◆ Things to do ◆
#1 Why is the acquisition of the Cazoo Shares by Listco accounted for within the scope of IFRS 2, according to the business combination excerpt? Answer in one to three sentences.
#2 Please output the business combination excerpt word for word from "As the first" to "predecessor book values.".
#3 Answer these questions using the business combination excerpt:
(a) What was completed as the first step within the Business Combination, and by whom?
(b) Under a capital reorganization, what do the consolidated financial statements of Listco reflect?
(c) How will the net assets of Listco be stated?

As the first step within the Business Combination, Listco and Ajax completed the Reorganization. As a result of the Reorganization, which will be accounted for as a capital reorganization, the existing shareholders of Ajax continued to retain control through their full ownership of Listco. Under a capital reorganization, the consolidated financial statements of Listco reflect the net assets transferred at pre-combination predecessor book values.
The next step, being the acquisition of the Cazoo Shares by Listco, will be accounted for as a “reverse merger” in accordance with IFRS. Under this method of accounting, Listco will be treated as the “acquired” company for financial reporting purposes. This determination was primarily based on the following assumptions:
● | Cazoo Shareholders will hold a majority of the voting power of the combined company; | |
● | Cazoo’s operations will substantially comprise the ongoing operations of the combined company; | |
● | Cazoo’s designees are expected to comprise a majority of the governing body of the combined company; and | |
● | Xxxxx’s senior management will comprise the senior management of the combined company. |
Accordingly, for accounting purposes, the acquisition of the Cazoo Shares by Listco will be treated as the equivalent of Cazoo issuing shares for the net assets of Listco, accompanied by a recapitalization. It has been determined that Listco is not a business under IFRS hence, the transaction is accounted for within the scope of IFRS 2 (“Share-based payment”). In accordance with IFRS 2, the difference in the fair value of the Cazoo equity instruments deemed issued to Listco shareholders, over the fair value of identifiable net assets of Listco represents a service for listing and is accounted for as a share-based payment which is expensed as incurred. The net assets of Listco will be stated at historical cost, with no goodwill or other intangible assets recorded. Operations prior to the acquisition of the Cazoo Shares by Listco will be deemed to be those of Cazoo.

[Stored records]
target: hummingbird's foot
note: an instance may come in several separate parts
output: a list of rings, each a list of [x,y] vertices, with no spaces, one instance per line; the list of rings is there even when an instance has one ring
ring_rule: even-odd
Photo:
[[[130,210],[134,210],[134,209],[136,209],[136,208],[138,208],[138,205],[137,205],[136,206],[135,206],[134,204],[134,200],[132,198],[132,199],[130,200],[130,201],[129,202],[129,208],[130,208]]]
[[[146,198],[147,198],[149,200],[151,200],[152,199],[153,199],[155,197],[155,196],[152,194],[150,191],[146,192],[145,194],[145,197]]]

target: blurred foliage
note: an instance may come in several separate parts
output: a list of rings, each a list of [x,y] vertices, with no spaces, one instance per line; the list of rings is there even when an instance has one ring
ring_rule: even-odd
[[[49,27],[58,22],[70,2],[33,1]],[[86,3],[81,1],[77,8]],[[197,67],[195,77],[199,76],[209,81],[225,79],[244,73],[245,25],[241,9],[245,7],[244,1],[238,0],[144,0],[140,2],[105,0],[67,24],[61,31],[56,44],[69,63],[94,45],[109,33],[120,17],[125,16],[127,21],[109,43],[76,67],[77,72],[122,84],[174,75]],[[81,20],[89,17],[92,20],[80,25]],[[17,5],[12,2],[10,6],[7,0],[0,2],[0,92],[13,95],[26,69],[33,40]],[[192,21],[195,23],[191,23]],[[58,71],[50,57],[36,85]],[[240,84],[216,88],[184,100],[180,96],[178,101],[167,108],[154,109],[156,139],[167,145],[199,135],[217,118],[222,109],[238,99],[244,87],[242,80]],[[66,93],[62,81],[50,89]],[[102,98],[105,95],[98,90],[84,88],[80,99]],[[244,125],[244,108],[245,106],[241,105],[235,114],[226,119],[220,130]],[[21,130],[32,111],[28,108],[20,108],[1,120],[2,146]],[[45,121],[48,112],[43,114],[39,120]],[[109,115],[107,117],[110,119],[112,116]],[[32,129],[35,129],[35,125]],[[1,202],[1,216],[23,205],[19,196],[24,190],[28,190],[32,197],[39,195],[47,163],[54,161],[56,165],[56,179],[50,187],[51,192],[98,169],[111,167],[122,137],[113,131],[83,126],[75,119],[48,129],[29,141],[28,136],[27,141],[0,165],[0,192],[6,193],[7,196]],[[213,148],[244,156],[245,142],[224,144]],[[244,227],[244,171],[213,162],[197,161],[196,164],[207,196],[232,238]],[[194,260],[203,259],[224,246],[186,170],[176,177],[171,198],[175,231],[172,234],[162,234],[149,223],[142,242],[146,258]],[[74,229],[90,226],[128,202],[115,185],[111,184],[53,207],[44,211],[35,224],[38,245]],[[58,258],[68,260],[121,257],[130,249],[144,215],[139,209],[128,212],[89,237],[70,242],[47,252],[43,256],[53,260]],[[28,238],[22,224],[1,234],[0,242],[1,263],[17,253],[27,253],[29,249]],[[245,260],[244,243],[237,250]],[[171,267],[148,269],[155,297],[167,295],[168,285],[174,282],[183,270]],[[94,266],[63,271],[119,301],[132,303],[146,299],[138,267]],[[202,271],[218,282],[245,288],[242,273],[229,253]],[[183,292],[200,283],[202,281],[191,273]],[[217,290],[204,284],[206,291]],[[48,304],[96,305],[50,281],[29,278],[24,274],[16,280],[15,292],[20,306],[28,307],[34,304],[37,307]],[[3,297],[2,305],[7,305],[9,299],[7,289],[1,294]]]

◆ Task solutions ◆
#1 It is accounted for within the scope of IFRS 2 because it has been determined that Listco is not a business under IFRS.

#2
As the first step within the Business Combination, Listco and Ajax completed the Reorganization. As a result of the Reorganization, which will be accounted for as a capital reorganization, the existing shareholders of Ajax continued to retain control through their full ownership of Listco. Under a capital reorganization, the consolidated financial statements of Listco reflect the net assets transferred at pre-combination predecessor book values.

#3
(a) Listco and Ajax completed the Reorganization.
(b) They reflect the net assets transferred at pre-combination predecessor book values.
(c) They will be stated at historical cost, with no goodwill or other intangible assets recorded.